Location identification items:
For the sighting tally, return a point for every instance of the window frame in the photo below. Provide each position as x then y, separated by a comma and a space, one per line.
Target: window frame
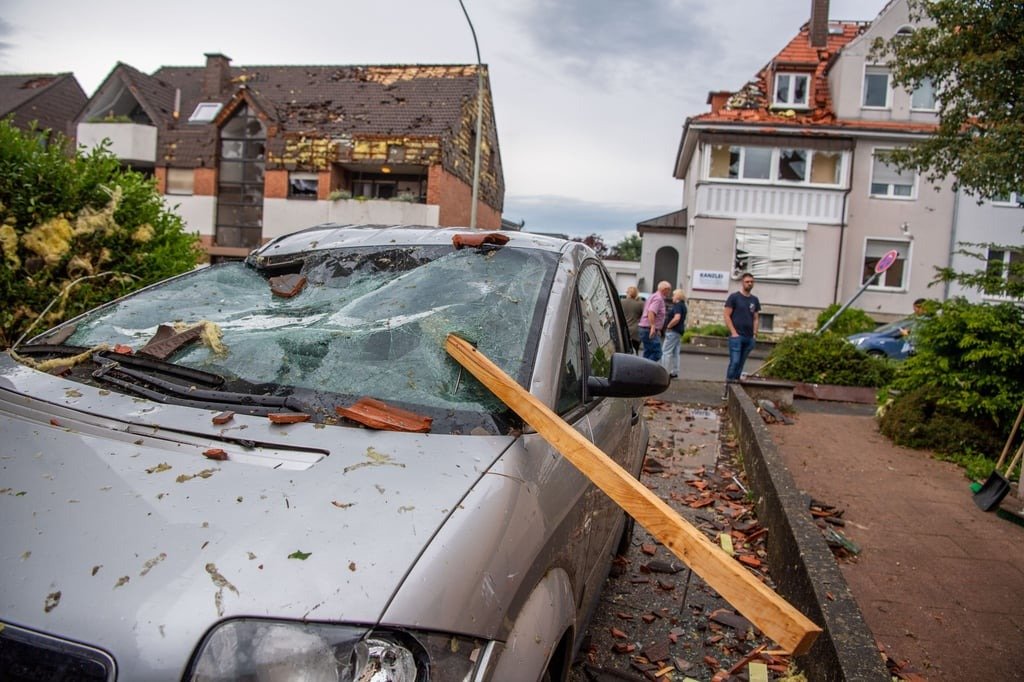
775, 165
762, 270
791, 89
873, 71
903, 260
890, 190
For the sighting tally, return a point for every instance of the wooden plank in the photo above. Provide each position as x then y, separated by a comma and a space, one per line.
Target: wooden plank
772, 614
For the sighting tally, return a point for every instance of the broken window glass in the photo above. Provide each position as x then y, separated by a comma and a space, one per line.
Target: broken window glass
370, 322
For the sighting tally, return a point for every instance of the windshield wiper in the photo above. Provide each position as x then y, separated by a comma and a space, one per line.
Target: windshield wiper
162, 390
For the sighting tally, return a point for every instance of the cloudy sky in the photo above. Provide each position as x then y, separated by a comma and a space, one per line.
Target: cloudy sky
590, 95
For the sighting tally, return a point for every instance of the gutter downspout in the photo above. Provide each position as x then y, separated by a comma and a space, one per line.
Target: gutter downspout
842, 229
952, 242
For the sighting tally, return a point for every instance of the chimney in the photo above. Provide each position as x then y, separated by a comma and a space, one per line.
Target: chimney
718, 99
819, 23
217, 77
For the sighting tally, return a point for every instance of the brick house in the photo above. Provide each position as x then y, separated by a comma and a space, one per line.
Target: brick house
52, 101
783, 179
247, 154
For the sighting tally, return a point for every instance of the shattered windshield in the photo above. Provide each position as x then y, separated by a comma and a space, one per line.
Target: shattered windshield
367, 323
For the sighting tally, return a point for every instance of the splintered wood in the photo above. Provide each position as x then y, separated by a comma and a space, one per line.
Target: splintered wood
772, 614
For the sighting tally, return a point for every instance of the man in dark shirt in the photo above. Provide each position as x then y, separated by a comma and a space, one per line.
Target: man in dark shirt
741, 312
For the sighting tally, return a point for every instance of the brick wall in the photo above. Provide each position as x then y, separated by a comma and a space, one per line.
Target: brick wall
455, 197
205, 182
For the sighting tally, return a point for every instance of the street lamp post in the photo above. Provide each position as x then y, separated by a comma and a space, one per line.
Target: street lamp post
479, 120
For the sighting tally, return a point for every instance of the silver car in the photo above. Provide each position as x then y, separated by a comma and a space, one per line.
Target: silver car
271, 469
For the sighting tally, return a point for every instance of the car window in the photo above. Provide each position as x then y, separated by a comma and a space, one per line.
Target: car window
570, 382
370, 322
600, 327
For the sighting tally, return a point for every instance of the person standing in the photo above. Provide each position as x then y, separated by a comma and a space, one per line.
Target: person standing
633, 308
741, 312
674, 333
652, 321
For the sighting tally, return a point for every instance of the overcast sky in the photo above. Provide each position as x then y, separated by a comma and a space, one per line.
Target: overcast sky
590, 95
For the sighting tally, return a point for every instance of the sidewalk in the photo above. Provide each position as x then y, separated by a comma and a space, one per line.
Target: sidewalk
939, 582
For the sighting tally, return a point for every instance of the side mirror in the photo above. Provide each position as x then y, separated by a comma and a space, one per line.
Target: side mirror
630, 376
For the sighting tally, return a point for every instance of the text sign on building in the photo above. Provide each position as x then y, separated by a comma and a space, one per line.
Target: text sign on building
711, 280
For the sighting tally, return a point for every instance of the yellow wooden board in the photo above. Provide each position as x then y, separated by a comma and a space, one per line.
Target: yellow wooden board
773, 615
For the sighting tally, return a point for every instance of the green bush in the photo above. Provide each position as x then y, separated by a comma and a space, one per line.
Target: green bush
68, 217
971, 358
825, 359
918, 419
853, 321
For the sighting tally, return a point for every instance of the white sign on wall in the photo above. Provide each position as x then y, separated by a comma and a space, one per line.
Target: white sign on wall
711, 280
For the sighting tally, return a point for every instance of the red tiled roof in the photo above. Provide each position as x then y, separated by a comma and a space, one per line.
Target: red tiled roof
753, 102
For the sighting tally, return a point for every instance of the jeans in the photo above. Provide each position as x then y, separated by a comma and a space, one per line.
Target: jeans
739, 348
651, 345
670, 357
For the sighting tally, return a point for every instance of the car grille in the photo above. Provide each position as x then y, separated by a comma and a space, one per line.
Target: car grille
28, 656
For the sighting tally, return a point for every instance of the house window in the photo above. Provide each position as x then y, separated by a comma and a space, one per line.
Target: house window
302, 185
887, 180
793, 165
1006, 264
770, 253
877, 87
205, 112
924, 96
791, 89
895, 276
180, 181
775, 165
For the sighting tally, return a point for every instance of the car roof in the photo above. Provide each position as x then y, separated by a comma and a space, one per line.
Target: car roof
333, 236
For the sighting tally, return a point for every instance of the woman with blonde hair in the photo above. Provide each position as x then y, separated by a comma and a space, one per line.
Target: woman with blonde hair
674, 332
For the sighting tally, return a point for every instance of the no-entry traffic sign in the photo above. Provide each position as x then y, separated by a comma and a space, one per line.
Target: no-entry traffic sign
886, 261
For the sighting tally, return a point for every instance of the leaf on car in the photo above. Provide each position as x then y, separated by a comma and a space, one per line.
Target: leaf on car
147, 566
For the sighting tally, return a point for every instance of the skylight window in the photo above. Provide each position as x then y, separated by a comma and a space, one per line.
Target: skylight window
205, 112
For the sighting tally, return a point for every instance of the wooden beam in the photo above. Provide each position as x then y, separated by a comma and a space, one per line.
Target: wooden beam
772, 614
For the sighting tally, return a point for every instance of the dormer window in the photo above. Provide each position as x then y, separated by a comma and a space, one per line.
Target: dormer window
205, 112
792, 90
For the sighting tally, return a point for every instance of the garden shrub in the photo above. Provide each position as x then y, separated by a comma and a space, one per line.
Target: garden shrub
825, 359
853, 321
67, 216
918, 419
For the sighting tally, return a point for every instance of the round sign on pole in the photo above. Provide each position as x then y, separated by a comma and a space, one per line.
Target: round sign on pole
886, 261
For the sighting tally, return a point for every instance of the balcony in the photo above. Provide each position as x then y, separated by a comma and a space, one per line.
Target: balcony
748, 201
131, 142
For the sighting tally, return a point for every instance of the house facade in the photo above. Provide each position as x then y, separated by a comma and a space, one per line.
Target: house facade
50, 101
247, 154
785, 178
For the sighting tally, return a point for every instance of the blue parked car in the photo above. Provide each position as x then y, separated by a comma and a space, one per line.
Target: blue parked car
890, 340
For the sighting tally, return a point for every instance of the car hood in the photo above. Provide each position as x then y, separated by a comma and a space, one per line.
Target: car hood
119, 531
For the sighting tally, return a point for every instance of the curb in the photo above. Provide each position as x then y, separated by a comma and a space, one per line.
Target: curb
803, 566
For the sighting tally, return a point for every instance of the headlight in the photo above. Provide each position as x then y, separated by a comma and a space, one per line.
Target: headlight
275, 651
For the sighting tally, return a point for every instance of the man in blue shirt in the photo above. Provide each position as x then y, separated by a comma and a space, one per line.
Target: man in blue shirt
741, 312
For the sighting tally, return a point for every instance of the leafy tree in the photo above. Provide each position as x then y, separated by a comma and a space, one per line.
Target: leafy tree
629, 248
78, 218
972, 52
595, 242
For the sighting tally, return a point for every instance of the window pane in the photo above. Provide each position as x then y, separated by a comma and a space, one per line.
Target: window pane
180, 181
724, 162
793, 165
825, 167
876, 87
924, 95
757, 163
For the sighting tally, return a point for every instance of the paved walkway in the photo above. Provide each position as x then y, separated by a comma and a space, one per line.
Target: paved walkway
940, 583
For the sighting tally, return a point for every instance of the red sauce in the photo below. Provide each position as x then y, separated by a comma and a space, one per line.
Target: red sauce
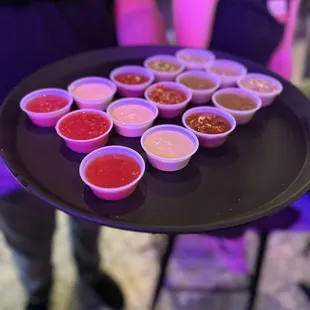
46, 103
113, 170
167, 95
208, 123
84, 125
131, 78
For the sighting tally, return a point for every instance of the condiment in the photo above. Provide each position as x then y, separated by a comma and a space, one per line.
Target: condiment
208, 123
112, 171
84, 125
168, 144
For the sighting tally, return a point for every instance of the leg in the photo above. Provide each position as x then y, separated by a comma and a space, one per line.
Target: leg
163, 268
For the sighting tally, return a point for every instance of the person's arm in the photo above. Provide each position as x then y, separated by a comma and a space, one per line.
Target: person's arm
193, 22
139, 22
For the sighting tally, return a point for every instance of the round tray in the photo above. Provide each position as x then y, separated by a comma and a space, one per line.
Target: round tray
263, 167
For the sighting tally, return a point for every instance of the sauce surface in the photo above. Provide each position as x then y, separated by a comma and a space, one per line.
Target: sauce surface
46, 103
131, 78
112, 170
167, 95
92, 91
132, 114
169, 144
208, 123
84, 125
236, 102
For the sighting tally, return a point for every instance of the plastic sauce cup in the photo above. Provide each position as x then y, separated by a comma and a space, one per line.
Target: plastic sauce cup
132, 90
132, 129
89, 145
48, 119
201, 96
99, 104
118, 192
267, 98
169, 164
210, 140
242, 117
164, 75
170, 110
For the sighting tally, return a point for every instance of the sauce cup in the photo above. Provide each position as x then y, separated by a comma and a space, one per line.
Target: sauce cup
242, 117
169, 164
201, 96
132, 90
47, 119
164, 75
132, 129
210, 140
88, 145
170, 110
118, 192
98, 103
266, 97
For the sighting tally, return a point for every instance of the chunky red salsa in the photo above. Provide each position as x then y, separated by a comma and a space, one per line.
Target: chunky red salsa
46, 103
113, 170
131, 78
208, 123
84, 125
167, 95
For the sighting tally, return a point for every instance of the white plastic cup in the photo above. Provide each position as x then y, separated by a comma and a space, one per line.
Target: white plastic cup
227, 81
129, 129
201, 96
169, 164
267, 98
242, 117
164, 75
194, 65
170, 110
89, 145
99, 104
132, 90
48, 119
210, 140
118, 192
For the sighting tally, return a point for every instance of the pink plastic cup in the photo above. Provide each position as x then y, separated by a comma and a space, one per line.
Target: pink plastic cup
130, 129
170, 110
48, 119
266, 97
184, 55
135, 90
118, 192
242, 117
169, 164
210, 140
201, 96
164, 75
99, 104
89, 145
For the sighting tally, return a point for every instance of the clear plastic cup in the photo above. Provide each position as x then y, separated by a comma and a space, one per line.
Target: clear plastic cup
201, 96
132, 129
242, 117
169, 164
48, 119
170, 110
89, 145
182, 55
210, 140
227, 81
164, 75
132, 90
266, 97
118, 192
99, 104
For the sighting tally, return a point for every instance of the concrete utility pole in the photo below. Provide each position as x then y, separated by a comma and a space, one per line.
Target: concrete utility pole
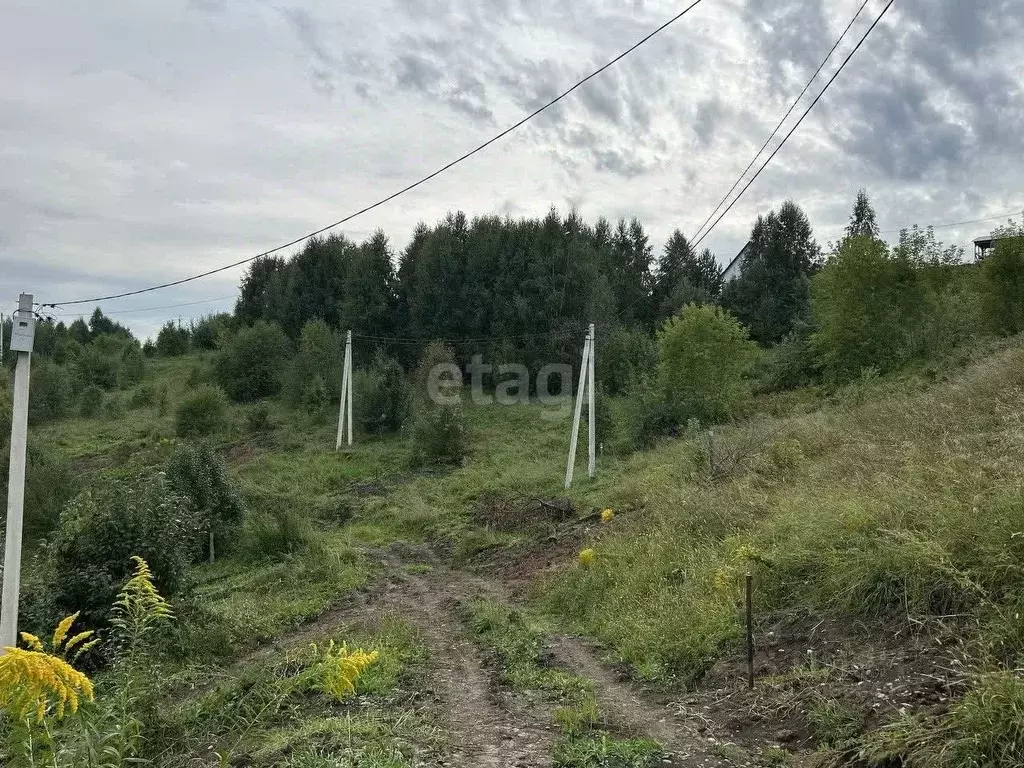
345, 410
22, 337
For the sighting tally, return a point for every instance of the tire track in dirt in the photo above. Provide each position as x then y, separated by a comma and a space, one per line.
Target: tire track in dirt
628, 708
484, 732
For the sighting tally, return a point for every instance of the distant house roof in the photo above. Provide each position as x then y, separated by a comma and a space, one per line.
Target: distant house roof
735, 267
983, 245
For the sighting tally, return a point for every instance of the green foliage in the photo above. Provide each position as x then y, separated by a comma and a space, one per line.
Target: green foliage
982, 730
258, 418
90, 401
625, 357
202, 413
198, 473
684, 276
314, 377
251, 366
772, 294
440, 435
866, 302
1003, 284
172, 340
89, 556
49, 392
94, 366
49, 483
383, 396
790, 365
704, 358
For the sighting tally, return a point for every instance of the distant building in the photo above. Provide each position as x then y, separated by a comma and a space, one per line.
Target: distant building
735, 267
984, 246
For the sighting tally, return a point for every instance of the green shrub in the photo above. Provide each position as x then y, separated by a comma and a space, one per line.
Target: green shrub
383, 396
440, 435
49, 483
102, 527
202, 413
258, 418
625, 357
49, 392
142, 396
705, 356
132, 368
790, 365
1003, 284
94, 366
198, 473
90, 401
250, 367
172, 340
318, 357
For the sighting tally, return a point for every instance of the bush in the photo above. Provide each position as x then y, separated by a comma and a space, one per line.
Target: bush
383, 396
624, 357
867, 303
202, 413
788, 365
132, 368
94, 367
250, 367
172, 340
440, 435
705, 356
320, 356
49, 392
258, 418
102, 527
49, 483
198, 473
1003, 285
90, 402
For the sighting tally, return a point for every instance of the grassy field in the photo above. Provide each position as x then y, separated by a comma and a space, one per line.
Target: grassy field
890, 509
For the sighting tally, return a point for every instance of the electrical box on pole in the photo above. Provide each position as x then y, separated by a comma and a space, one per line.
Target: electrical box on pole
22, 337
23, 332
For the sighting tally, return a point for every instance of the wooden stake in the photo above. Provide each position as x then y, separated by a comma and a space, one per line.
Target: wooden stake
578, 413
750, 632
591, 429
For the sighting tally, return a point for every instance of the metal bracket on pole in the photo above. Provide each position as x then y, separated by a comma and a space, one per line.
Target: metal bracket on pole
578, 412
591, 427
345, 409
22, 338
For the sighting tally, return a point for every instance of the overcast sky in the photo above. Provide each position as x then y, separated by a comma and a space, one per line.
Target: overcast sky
144, 141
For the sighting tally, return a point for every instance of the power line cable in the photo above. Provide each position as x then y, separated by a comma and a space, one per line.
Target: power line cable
404, 189
781, 122
150, 308
798, 124
956, 223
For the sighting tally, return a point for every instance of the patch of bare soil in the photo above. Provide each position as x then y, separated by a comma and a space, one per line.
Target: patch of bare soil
485, 730
688, 741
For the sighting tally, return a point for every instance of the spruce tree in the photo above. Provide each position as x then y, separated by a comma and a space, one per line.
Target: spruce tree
862, 219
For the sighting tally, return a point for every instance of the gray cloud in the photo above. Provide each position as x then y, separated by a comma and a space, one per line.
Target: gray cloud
164, 139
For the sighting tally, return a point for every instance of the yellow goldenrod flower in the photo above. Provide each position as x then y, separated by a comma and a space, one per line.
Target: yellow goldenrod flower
340, 668
31, 682
61, 630
139, 608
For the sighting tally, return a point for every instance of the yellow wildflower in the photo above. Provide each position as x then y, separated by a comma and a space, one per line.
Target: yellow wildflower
32, 682
340, 668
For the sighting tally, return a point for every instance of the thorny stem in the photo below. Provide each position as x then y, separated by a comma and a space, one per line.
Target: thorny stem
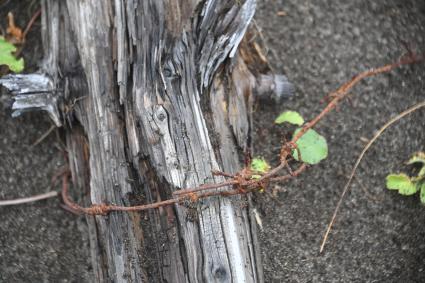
242, 182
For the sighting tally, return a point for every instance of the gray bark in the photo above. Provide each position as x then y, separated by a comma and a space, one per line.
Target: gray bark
154, 95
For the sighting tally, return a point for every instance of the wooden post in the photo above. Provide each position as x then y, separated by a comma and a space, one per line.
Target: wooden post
154, 95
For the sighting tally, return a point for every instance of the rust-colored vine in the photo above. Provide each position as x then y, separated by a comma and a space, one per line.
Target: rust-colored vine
242, 182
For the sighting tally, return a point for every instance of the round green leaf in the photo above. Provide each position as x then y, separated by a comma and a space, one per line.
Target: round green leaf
312, 147
259, 165
7, 58
290, 117
402, 183
422, 193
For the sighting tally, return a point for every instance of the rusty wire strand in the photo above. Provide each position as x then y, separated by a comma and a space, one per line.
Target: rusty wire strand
242, 182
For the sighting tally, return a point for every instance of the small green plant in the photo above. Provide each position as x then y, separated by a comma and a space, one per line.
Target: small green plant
7, 58
312, 147
406, 185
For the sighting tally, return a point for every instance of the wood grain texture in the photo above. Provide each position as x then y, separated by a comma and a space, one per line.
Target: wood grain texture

WRITTEN REQUEST
Please give the items again from the line containing "the round green" through the end of the items, substituting "observation count" for "sighting tally" and changing nothing else.

FULL ANSWER
For the observation count, return a point for every instance of the round green leaf in the photo above. Provide each position as x then y, separated by a comma and a space, one per line.
Target: round green leaf
312, 147
259, 165
7, 58
290, 117
402, 183
422, 193
For the observation count, return a point for every instance of the rusty wire strand in the photo above. Provide each position as x then y, separated by a comma and a space, one per line.
Target: rusty wire strand
242, 182
For the observation count, return a point for every instance of the small green plant in the photo above. Provide each position as x then y, separated by a comma and a space, one per line.
Target: small green plant
7, 58
312, 147
406, 185
For the observation count, return a point for every instance of the wood grain texture in the photo above. Provide each position as x then y, separated by a comma and a space, one per line.
Target: wood grain texture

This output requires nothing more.